▶ **YOUR TASK**:
Among the entries that follow, the required portion opens with the line containing "Would you be able to indicate the raw" and closes with the line containing "Would you be able to indicate the dark". Give that portion again exactly, and nothing else.

Region pointing data
_ _ _

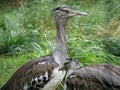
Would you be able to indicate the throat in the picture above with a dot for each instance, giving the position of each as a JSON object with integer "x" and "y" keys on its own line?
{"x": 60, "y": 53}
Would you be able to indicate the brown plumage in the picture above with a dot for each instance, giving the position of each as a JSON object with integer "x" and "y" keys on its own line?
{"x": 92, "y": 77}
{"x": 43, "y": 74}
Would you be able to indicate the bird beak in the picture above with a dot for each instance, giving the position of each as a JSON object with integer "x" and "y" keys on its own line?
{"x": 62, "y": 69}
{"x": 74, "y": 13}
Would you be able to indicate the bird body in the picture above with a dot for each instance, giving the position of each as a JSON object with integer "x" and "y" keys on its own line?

_ _ _

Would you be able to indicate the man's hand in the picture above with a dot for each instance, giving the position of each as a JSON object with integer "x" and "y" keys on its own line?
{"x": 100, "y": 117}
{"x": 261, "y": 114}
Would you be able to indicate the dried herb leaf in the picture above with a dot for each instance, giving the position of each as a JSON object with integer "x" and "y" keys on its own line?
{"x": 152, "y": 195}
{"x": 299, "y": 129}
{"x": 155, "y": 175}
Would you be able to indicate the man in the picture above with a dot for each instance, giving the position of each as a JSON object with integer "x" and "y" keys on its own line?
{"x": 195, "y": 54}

_ _ _

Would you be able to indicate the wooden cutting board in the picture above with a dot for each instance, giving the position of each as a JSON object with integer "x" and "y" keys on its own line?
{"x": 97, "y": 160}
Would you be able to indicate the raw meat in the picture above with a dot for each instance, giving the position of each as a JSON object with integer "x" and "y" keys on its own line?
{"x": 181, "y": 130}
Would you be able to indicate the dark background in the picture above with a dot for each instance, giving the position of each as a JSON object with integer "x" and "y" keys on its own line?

_ _ _

▶ **TASK RESPONSE**:
Would you be able to indicate the raw meat in the picture above with a dot for each instance, giving the position of each as a JSON object with integer "x" and "y" keys on its own line?
{"x": 181, "y": 130}
Would you be able to indicate the dark background in the picture above with a dot for each instance, giving the position of each as a JSON object with integer "x" and "y" keys on its own line?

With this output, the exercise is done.